■ **WHAT THE TASK ASKS**
Copy out every line of the data that has the word "grey" somewhere in it.

■ **SUPPLIED RECORDS**
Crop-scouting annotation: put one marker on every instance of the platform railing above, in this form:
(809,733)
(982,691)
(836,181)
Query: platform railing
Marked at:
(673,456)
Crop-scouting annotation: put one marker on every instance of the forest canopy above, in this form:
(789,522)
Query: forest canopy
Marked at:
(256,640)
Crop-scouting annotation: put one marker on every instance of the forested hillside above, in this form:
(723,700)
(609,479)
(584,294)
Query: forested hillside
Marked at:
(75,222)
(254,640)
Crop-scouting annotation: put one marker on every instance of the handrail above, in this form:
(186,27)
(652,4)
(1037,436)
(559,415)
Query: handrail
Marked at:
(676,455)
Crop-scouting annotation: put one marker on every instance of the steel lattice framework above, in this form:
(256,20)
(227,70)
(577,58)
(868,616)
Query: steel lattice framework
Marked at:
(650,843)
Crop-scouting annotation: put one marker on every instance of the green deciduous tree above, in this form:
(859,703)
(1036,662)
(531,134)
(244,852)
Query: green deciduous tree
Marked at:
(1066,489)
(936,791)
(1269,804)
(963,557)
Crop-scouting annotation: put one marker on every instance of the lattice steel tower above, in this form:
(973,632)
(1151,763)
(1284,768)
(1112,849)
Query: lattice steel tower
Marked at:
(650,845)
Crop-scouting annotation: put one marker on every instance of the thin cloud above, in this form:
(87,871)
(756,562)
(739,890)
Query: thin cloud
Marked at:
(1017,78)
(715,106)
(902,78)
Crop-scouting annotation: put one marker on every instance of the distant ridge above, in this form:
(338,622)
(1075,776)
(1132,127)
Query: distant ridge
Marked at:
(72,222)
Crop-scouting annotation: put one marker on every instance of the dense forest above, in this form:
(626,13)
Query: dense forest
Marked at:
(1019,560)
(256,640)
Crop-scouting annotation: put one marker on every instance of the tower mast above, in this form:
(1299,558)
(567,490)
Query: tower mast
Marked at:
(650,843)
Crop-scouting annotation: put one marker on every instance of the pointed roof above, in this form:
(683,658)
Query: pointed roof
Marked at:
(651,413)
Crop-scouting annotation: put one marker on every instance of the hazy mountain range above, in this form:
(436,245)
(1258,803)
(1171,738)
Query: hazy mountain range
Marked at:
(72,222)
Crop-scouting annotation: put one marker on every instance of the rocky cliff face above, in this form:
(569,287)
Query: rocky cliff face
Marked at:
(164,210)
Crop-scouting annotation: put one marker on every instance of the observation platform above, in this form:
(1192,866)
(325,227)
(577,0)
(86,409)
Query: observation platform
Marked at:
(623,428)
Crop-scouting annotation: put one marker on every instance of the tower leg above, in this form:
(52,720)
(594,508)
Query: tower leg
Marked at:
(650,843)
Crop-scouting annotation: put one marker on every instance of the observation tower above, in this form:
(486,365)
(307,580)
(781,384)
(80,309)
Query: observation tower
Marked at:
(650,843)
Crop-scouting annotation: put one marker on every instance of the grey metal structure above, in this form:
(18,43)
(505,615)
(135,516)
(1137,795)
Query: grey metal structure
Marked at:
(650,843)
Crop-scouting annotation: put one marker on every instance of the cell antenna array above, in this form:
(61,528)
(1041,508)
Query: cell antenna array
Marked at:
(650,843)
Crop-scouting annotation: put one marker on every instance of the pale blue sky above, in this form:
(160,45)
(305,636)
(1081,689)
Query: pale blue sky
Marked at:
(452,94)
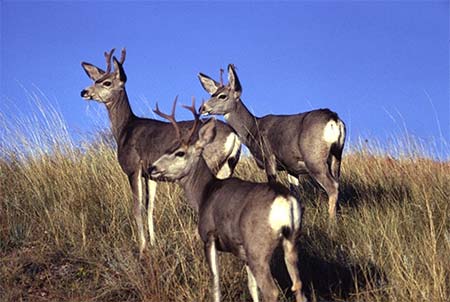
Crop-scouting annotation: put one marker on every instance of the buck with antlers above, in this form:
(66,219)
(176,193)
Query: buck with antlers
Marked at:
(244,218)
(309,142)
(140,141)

■ **ANSWER BELOW**
Crop-scouting annotation: put one marker on every instance of the grey metal structure above, in this form:
Query: grey metal structure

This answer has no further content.